Stated task: Count the lines in the items below that contain the word "green". Give only that number.

Records:
#####
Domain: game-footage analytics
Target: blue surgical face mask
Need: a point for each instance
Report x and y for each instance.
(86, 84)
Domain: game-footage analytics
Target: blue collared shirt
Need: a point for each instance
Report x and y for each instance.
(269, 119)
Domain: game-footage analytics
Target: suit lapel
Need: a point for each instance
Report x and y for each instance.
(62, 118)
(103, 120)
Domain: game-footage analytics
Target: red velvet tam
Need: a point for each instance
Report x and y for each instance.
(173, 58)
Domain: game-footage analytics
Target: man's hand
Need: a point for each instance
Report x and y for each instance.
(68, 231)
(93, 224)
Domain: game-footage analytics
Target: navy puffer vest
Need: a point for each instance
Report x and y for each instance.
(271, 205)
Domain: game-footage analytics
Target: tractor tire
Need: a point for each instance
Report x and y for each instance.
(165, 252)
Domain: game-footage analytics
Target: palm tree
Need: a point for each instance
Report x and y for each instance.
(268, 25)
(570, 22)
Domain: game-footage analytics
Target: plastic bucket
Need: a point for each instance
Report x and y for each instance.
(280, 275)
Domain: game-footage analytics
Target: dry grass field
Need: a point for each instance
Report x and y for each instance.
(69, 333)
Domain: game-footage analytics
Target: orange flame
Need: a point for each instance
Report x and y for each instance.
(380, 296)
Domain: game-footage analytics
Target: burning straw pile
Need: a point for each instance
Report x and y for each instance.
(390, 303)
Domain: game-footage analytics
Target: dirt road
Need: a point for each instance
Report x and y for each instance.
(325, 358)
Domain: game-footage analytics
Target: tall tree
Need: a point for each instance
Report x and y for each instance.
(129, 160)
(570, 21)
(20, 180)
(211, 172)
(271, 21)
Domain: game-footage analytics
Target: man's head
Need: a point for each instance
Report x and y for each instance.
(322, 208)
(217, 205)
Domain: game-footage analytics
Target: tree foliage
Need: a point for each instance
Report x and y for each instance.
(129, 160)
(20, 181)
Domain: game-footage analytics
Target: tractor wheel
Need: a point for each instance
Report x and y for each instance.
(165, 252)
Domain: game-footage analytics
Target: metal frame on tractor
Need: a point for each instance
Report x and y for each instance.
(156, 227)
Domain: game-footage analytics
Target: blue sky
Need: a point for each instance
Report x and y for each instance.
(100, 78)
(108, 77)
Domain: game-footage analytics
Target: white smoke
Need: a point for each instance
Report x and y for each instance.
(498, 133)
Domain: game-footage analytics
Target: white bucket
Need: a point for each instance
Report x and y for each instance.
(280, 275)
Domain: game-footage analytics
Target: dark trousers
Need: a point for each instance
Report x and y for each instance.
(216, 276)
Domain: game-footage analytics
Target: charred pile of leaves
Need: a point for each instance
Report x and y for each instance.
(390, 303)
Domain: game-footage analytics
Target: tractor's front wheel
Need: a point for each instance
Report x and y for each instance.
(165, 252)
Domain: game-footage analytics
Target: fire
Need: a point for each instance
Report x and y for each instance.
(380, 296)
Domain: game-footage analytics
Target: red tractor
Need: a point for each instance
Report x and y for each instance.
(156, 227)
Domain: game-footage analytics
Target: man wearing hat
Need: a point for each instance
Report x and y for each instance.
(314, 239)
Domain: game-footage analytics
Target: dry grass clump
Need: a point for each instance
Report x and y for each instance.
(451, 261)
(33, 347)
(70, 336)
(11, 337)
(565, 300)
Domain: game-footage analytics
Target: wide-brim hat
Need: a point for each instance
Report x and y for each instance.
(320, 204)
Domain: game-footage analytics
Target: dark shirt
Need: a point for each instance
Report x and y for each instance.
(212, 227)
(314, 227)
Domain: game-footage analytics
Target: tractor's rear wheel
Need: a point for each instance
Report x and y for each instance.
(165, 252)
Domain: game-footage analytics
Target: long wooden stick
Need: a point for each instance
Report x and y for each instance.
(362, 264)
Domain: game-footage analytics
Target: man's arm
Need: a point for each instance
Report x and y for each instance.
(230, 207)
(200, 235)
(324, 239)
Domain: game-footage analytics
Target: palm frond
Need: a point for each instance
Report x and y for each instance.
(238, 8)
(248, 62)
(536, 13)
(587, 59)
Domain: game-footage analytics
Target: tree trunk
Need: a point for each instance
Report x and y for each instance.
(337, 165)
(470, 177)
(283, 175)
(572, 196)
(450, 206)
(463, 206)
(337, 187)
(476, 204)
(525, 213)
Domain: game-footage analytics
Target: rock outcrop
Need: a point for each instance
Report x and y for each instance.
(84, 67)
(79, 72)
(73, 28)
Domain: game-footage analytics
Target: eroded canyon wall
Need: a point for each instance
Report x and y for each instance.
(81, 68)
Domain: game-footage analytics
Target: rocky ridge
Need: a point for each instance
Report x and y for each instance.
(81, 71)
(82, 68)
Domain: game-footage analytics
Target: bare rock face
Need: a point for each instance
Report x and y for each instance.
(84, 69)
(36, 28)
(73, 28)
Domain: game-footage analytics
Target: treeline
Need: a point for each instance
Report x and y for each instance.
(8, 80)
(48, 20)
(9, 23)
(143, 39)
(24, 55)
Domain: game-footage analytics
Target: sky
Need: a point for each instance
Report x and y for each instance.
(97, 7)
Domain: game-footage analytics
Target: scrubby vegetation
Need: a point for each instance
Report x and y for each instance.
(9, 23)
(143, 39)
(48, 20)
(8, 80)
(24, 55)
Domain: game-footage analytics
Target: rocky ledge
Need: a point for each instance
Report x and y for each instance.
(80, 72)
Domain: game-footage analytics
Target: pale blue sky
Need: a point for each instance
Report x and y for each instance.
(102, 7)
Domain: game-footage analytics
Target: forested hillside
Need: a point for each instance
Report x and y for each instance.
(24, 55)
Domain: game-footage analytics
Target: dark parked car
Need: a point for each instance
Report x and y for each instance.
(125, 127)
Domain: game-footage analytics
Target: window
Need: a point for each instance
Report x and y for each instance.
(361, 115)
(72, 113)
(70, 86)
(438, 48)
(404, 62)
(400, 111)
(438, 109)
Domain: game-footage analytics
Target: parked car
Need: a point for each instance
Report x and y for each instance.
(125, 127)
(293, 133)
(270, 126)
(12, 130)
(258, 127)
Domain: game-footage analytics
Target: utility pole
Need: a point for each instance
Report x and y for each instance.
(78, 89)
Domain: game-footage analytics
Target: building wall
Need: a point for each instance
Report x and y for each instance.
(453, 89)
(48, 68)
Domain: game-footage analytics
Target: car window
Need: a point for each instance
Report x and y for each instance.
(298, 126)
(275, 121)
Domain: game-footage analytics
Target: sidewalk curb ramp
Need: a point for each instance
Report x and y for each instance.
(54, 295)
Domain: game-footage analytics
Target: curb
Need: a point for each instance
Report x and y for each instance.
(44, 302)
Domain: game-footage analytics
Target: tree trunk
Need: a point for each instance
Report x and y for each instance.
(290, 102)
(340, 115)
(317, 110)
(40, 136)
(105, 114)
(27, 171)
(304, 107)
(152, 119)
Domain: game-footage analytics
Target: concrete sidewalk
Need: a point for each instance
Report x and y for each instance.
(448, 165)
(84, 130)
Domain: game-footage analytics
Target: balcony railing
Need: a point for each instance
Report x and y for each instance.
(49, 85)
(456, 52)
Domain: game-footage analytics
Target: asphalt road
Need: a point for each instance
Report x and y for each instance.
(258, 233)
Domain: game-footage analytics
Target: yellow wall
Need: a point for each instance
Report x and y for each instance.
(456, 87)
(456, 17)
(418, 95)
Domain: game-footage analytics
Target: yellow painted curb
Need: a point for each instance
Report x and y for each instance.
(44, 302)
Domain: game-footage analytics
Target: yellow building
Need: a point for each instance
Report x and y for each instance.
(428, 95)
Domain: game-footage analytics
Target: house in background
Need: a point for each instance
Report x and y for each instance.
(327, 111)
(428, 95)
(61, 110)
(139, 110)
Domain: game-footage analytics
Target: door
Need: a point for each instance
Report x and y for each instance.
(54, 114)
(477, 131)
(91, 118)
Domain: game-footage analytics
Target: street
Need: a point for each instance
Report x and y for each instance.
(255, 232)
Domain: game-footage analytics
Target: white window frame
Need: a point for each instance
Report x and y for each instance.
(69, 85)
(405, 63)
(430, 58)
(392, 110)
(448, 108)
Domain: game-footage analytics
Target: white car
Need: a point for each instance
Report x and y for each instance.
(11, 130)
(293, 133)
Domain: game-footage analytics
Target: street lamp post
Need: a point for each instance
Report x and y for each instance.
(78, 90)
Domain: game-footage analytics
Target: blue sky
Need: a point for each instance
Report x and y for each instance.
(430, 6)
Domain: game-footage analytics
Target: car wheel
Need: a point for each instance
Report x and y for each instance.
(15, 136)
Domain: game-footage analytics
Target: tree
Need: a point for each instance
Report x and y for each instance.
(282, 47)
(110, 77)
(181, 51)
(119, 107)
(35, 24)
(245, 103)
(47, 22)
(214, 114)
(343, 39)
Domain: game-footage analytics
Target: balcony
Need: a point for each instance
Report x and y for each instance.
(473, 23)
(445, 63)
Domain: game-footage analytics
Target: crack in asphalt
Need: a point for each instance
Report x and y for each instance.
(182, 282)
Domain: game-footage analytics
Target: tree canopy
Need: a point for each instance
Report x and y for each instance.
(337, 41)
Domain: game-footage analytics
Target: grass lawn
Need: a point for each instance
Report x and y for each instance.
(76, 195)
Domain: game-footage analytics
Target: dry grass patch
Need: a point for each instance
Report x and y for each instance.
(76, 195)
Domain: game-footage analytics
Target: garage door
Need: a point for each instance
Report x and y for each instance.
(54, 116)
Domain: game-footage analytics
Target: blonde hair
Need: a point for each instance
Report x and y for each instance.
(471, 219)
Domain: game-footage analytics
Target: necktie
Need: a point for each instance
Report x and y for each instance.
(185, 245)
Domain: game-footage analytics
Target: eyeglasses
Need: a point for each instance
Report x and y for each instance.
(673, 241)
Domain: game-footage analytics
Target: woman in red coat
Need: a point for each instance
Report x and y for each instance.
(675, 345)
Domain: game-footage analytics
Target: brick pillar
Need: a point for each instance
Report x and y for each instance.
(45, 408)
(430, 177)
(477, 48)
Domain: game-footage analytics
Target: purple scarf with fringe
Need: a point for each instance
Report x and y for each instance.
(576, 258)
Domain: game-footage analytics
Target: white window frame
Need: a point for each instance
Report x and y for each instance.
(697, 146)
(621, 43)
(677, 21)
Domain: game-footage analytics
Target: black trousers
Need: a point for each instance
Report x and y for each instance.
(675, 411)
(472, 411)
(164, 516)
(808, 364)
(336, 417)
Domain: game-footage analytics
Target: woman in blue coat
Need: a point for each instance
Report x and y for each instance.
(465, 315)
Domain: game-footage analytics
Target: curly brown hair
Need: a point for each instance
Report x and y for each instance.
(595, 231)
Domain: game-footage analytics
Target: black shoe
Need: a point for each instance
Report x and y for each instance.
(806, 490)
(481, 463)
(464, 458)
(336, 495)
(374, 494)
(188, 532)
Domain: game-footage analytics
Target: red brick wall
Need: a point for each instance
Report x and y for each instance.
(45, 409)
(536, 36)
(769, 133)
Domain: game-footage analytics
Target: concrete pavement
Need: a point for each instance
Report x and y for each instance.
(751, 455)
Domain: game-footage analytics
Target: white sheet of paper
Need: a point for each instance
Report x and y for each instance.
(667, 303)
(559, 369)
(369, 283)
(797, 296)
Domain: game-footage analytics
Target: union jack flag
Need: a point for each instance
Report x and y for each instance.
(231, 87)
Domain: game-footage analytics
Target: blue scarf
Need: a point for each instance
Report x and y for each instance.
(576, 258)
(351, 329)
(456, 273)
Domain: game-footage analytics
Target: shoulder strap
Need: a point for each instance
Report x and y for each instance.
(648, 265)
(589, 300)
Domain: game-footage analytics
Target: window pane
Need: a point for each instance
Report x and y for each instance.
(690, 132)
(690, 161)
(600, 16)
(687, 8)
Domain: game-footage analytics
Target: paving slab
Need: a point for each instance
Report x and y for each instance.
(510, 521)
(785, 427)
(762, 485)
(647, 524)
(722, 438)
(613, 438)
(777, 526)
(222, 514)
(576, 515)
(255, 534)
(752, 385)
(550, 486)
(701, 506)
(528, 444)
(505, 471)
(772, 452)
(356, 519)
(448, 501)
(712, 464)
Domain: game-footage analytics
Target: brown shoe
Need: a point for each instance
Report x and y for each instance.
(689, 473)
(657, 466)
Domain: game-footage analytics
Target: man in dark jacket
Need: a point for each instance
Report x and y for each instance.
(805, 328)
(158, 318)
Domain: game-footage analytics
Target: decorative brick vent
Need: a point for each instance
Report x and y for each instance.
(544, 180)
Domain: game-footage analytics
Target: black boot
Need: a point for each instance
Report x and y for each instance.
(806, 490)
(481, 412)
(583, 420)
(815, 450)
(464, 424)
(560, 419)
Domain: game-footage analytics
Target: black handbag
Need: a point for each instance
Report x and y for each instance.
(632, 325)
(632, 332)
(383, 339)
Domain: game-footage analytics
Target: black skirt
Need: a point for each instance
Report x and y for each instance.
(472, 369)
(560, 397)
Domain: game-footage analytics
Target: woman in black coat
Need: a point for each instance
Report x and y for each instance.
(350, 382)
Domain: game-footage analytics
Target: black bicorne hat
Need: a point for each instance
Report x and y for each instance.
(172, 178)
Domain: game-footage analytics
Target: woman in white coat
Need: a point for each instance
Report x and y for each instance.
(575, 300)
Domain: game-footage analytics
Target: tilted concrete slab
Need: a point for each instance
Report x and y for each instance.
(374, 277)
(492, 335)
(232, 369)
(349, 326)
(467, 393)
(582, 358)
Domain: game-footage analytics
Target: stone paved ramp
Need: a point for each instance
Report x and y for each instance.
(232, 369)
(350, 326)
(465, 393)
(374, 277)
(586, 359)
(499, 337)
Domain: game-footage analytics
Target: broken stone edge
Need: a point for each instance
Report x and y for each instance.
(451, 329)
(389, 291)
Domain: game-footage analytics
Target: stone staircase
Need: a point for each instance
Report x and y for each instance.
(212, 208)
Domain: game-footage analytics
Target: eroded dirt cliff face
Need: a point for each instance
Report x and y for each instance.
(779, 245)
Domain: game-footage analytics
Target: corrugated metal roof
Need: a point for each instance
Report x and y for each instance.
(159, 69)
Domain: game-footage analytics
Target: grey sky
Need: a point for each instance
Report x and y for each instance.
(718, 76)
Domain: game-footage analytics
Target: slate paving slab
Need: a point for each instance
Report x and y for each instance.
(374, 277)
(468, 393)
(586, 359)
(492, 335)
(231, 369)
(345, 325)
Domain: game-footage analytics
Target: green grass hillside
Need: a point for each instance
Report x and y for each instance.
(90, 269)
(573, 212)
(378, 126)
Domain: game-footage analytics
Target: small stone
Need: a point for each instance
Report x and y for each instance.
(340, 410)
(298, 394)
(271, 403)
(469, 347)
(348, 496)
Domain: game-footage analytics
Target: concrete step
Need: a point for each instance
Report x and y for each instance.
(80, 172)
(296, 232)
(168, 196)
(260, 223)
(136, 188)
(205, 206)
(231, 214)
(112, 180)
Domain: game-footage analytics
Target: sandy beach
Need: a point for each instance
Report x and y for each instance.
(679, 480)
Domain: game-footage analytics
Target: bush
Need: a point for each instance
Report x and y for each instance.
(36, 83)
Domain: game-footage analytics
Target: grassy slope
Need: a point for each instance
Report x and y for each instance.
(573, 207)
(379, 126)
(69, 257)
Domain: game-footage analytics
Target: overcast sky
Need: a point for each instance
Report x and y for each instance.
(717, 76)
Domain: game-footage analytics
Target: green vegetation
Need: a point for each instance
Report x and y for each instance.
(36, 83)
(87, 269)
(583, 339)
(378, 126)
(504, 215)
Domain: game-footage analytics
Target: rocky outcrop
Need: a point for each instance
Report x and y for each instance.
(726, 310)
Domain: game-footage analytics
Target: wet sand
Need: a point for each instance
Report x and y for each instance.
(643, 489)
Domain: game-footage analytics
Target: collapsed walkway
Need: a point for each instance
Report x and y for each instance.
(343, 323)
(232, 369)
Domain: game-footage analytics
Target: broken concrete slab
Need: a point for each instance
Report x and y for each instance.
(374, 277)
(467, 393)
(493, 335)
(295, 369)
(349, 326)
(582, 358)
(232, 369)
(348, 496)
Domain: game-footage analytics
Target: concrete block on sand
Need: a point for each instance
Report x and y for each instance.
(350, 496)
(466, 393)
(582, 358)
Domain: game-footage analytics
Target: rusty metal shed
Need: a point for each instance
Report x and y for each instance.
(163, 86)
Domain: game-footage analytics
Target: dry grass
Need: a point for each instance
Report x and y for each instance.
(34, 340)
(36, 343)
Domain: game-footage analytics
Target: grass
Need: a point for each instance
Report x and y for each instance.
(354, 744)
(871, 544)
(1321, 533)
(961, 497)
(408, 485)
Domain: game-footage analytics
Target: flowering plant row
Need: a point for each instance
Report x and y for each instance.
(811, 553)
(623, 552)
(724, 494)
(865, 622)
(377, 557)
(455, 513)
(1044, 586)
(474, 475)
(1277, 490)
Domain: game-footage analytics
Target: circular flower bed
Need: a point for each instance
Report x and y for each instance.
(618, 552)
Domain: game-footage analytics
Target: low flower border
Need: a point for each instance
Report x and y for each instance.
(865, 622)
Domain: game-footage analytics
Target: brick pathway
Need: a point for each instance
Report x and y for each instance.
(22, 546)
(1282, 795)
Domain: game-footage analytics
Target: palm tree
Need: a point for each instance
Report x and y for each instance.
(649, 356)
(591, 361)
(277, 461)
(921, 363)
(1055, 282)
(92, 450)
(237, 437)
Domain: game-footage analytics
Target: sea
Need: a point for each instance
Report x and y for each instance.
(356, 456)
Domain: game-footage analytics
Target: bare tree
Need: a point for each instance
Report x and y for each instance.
#####
Reply: 2